● **ACTIVITY**
Take the data and return it in full. Change nothing.

● **DATA PROVIDED**

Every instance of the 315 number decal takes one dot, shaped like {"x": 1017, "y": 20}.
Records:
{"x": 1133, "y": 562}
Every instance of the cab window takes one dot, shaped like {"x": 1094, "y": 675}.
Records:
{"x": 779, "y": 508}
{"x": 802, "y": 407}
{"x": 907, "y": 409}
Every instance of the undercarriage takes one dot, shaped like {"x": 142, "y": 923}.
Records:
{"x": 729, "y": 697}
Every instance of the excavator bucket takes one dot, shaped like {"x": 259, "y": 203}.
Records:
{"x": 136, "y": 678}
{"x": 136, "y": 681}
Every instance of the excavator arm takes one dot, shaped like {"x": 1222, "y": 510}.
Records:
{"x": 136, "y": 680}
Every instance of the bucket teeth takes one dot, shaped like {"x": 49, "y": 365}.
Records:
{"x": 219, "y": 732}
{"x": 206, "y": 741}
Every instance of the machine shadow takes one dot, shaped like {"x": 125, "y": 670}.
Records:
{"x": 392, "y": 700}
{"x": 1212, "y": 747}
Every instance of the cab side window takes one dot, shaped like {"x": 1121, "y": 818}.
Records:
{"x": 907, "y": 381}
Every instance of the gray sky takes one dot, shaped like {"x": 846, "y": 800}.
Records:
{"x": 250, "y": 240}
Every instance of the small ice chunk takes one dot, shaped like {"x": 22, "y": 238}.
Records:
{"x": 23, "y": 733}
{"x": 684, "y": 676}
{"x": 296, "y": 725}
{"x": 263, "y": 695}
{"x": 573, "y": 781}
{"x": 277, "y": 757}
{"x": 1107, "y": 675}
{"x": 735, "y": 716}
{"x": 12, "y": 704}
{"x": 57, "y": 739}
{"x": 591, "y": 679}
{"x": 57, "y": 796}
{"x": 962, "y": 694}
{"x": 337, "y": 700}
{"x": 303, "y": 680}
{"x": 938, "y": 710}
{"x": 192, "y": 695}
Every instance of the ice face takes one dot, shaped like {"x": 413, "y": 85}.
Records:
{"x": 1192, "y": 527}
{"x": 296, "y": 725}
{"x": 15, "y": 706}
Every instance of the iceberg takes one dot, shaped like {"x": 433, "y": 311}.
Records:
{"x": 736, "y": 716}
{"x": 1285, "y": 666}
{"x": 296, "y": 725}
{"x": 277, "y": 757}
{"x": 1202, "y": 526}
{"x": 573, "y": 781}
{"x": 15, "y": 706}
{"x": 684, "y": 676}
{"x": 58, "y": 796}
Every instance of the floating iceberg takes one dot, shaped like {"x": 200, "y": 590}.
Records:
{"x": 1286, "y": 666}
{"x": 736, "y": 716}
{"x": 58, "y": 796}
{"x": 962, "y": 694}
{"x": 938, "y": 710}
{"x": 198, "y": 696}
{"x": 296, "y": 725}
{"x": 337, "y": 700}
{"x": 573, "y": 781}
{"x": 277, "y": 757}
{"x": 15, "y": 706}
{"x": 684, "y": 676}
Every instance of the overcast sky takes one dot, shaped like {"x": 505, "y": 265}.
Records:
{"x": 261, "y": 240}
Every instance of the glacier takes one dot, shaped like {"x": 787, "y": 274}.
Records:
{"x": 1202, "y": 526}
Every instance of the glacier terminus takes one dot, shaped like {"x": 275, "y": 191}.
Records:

● **SOLUTION**
Every instance of the 315 number decal takes one dot, shaped like {"x": 1017, "y": 20}.
Records:
{"x": 1133, "y": 562}
Every instance of the cab window takes one dot, shaped like {"x": 1094, "y": 675}.
Records:
{"x": 779, "y": 508}
{"x": 802, "y": 407}
{"x": 907, "y": 409}
Every instance of the undercarriage takes one dot, shaped like {"x": 142, "y": 923}.
Records:
{"x": 729, "y": 697}
Every instance of the excavator bucket takes one dot, shaped like {"x": 259, "y": 203}.
Records:
{"x": 136, "y": 678}
{"x": 136, "y": 681}
Every instance of the excavator arm takes one dot, shaped like {"x": 1222, "y": 510}.
Records:
{"x": 136, "y": 680}
Every instance of the bucket teeth takes one dot, shaped like {"x": 49, "y": 365}.
Records:
{"x": 219, "y": 732}
{"x": 206, "y": 741}
Every instance of the machine shadow takes one dot, shaped like {"x": 125, "y": 670}.
Records:
{"x": 392, "y": 700}
{"x": 1212, "y": 747}
Every instance of the cab side window takes one dot, shaped like {"x": 1121, "y": 818}.
Records:
{"x": 907, "y": 381}
Every instance of the gray sky takes one dot, shaped like {"x": 846, "y": 800}.
Records:
{"x": 250, "y": 240}
Every instance of the small ice chunk takes one dot, shaped like {"x": 22, "y": 238}.
Records:
{"x": 23, "y": 733}
{"x": 684, "y": 676}
{"x": 296, "y": 725}
{"x": 263, "y": 695}
{"x": 573, "y": 781}
{"x": 277, "y": 757}
{"x": 1107, "y": 675}
{"x": 735, "y": 716}
{"x": 12, "y": 704}
{"x": 57, "y": 739}
{"x": 591, "y": 679}
{"x": 57, "y": 796}
{"x": 962, "y": 694}
{"x": 337, "y": 700}
{"x": 303, "y": 680}
{"x": 938, "y": 710}
{"x": 192, "y": 695}
Every instance of the ice face takes one dot, shaped like {"x": 413, "y": 85}.
Records:
{"x": 1192, "y": 527}
{"x": 296, "y": 725}
{"x": 15, "y": 706}
Every instance of the iceberg takes one dot, shaped like {"x": 433, "y": 311}.
Records:
{"x": 736, "y": 716}
{"x": 1285, "y": 666}
{"x": 296, "y": 725}
{"x": 277, "y": 757}
{"x": 1202, "y": 526}
{"x": 573, "y": 781}
{"x": 15, "y": 706}
{"x": 684, "y": 676}
{"x": 58, "y": 796}
Every instance of the floating iceberg takes one dot, shaped like {"x": 200, "y": 590}.
Records:
{"x": 1286, "y": 666}
{"x": 736, "y": 716}
{"x": 58, "y": 796}
{"x": 962, "y": 694}
{"x": 938, "y": 710}
{"x": 198, "y": 696}
{"x": 296, "y": 725}
{"x": 337, "y": 700}
{"x": 573, "y": 781}
{"x": 277, "y": 757}
{"x": 15, "y": 706}
{"x": 684, "y": 676}
Every instance of the overcast sky takes one dot, shaped like {"x": 505, "y": 265}.
Records:
{"x": 261, "y": 240}
Every instance of the glacier takes one dot, shaped like {"x": 787, "y": 274}.
Records:
{"x": 1202, "y": 526}
Every instance of the glacier terminus takes one dot, shaped like {"x": 275, "y": 191}.
Records:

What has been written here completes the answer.